* Stated task:
Write out the records below again, changing each "tag a point" to "place a marker" and leaving everything else as it stands.

>>

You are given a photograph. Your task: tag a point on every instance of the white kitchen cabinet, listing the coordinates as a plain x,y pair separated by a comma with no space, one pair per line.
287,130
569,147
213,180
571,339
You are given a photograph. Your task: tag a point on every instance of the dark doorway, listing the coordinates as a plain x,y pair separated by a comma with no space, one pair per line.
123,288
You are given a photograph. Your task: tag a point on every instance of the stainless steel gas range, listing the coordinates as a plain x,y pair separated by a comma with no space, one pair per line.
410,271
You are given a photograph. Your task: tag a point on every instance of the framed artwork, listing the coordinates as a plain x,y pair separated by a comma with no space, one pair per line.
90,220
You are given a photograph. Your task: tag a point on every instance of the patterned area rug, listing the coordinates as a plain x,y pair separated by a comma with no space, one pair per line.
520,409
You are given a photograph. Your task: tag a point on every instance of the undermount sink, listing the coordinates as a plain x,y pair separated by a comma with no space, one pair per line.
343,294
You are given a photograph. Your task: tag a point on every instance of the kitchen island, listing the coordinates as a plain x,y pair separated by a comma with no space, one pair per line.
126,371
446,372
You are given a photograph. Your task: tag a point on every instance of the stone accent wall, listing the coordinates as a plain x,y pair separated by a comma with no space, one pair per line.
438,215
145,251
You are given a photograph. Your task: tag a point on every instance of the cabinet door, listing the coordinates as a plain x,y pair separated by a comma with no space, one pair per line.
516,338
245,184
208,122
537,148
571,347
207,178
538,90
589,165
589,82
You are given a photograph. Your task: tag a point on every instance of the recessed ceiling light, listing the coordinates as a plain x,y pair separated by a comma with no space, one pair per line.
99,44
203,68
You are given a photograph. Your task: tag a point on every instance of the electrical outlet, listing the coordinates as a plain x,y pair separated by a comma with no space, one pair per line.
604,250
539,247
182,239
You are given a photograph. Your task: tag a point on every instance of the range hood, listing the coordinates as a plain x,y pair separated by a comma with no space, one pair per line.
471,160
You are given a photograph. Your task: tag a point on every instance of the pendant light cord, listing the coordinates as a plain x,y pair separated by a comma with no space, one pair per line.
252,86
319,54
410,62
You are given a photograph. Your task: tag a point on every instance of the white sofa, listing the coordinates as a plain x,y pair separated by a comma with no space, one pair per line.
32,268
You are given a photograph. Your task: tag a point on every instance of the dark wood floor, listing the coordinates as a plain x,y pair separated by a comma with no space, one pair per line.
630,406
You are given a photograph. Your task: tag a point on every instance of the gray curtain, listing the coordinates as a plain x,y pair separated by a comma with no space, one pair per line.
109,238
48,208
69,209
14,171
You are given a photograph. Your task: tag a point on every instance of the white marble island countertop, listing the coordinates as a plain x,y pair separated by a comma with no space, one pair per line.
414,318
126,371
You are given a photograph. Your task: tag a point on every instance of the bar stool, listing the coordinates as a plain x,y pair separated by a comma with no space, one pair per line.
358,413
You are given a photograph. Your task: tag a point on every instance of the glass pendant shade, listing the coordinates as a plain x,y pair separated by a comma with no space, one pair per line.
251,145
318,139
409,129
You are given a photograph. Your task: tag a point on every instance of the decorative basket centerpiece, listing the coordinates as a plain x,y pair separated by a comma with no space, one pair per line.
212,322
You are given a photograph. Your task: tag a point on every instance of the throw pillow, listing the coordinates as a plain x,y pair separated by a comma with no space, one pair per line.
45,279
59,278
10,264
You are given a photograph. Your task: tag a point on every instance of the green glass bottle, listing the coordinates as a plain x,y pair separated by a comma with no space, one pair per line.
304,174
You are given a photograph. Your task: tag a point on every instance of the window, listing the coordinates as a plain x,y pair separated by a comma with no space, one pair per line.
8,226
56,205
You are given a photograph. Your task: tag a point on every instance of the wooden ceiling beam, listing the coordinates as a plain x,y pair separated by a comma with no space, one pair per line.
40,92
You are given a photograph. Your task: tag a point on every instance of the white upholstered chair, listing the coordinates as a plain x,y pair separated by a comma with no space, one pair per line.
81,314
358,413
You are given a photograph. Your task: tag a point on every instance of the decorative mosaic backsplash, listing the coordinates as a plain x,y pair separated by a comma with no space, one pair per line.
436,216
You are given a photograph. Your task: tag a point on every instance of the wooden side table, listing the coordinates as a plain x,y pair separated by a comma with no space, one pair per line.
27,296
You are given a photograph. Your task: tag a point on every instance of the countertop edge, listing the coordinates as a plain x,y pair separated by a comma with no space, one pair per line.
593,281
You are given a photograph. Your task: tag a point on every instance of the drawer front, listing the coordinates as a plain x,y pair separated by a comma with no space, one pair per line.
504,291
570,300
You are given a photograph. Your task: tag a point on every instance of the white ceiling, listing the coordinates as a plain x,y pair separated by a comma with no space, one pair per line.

<<

* Full response:
You are given a photograph. Your task: place a marker on every instance of the white kitchen cabinet, listing the coordinates as a plain x,y pair separated by a comma with no space, one pair per line.
287,130
569,147
213,180
571,339
You are given a photograph. Your task: place a marker on every instance of the dark doorway, listing the coordinates as a plain x,y pair separated by a comma with no space, one pair per line.
123,288
You are given a photograph. Your task: place a marker on every instance of the stainless steel gas range, listing the coordinates as a plain x,y pair separated by a comma with no space, one pair per line.
410,271
You are given a photograph. Your task: place a marker on every instance of the framed artwork, listing the coordinates as a plain x,y pair separated by a comma with no space, one pair per line.
90,220
You are given a photograph. Your task: place a marker on every instance of the patterned area rug, listing the coordinates as a plain x,y pair separated by a comma with no space, one pair per line.
520,409
You are given a photograph. Your task: place a marker on every instance of the undermount sink, listing the coordinates as a plain x,y pair separated by a comma with no space, one pair per line.
343,294
You are given a photograph. Your task: place a marker on every instance of the kitchen island, listing the coordinates as a plain x,y pair separated by a comma with no space, one pair per line.
126,371
446,372
You are given a photograph. Your task: place a marker on every instance of the stone accent wall, listing the coordinates as a plain x,y pair separated by a comma with no space, one pair per line.
438,215
145,251
You are given a photograph. Your task: place a marker on every instance of the cabinet door, listing the coordinates as a plain x,y pair separated by a comma with no space, one pair per line.
516,338
245,184
208,122
537,148
571,347
207,178
538,90
589,165
589,82
You are given a photograph. Your task: place a marker on every instance of the recessed ceiling light, listing the coordinates as a plain x,y pair separated by a comma with no space, one pair per line.
99,44
203,68
You are given a photograph. Your task: place a marker on every instance of the electrical outlet, listing the coordinates as a plain x,y pair separated by a comma with no space, one pair per line.
604,250
539,247
182,239
You are given a photograph. Your task: place a marker on every instance of the range hood, listing the coordinates as a plain x,y pair separated by a comma with no space, one pair per line.
471,160
You are given a photograph. Your task: place a marker on every instance of the pendant light cord, listing the coordinates as a plain x,y pair separated by a comma with no space, one pair per line.
252,86
319,54
410,62
You are given a photograph. Your task: place a marker on every instance of the white sofa, listing the coordinates as a plain x,y pair separated by a comma with no space, one pair per line.
32,268
You are given a photograph. Your task: place a marker on every instance of the dark wood floor, listing the coordinates as a plain x,y pair separated by a comma with no space, one pair per line.
630,406
You are given a photograph. Your task: place a marker on every instance of the gray curtain, listing the coordinates as a plain x,y pair separated by a comma with no space, one pair per line.
109,238
48,208
69,209
14,171
You are given a photograph. Your task: place a marker on every instance of the white marble island countertop, listing the coordinates as a plain x,y pair separated by a comma with no space, one pair per line.
414,318
126,371
You are given a photograph. Your task: place a marker on every instance of the bar stool, listing the coordinates as a plain x,y pair separated by a comma with no space, one pair per line.
358,413
You are given a photograph. Your task: place a marker on every instance of the glass pendant shade, listing the coordinates as a plain x,y pair separated by a comma with no space, one pair per line.
251,145
318,139
409,129
You are given a photograph. Your task: place a marker on every instance of the decorative basket centerpiece, listing the coordinates as a plain x,y pair separated by a comma with no space, one pair per line.
212,322
You are given a photograph. Your task: place a marker on every instance of the throw pillow, listing the coordinates as a plain x,y pair separated by a comma with no space, one pair per line.
45,279
59,278
10,264
You are given a photograph. Your task: place a marker on every instance of the green glass bottle, listing the coordinates as a plain x,y pair separated by a comma with no space, one pair per line.
304,174
You are given a photograph. Your task: place a marker on every instance of the window, listing the coordinates as a plain x,y pair separated by a comma with no space, one pair per line.
8,226
56,205
You are given a photograph. Your task: place a marker on every instance of the wooden ceiling beam, listing the coordinates as a plain x,y pair separated by a comma with no space, one pair per line.
40,92
You are given a photograph. Your task: place a marker on every instance of the white upholstered chair, listing the coordinates as a plain x,y pair separated by a comma with no space, one pair per line.
81,314
358,413
You are given a photograph. Your task: place a marker on every instance of the decorative mosaic backsplash, listing the coordinates as a plain x,y pair separated by a comma with no space, one pair per line.
436,216
You are given a photograph. Your task: place a marker on every instance of the wooden side table, listing the coordinates as a plain x,y pair separated by a comma with no space, one pair per line.
27,296
You are given a photograph. Your task: place a marker on every instance of the countertop edge, listing the coordinates as a plain x,y pair separated by a comma with no space, one pair per line.
593,281
You are given a photograph. Your task: place a marker on every instance of the drawer front, listing the coordinates as a plain x,y pair separated by a comma with no space, one pair per line.
504,291
570,300
You are given a photograph. Your task: place a marker on every instance of the white ceiling, listing the coordinates as a plain x,y pair separated by a comma with no space, one pair per line.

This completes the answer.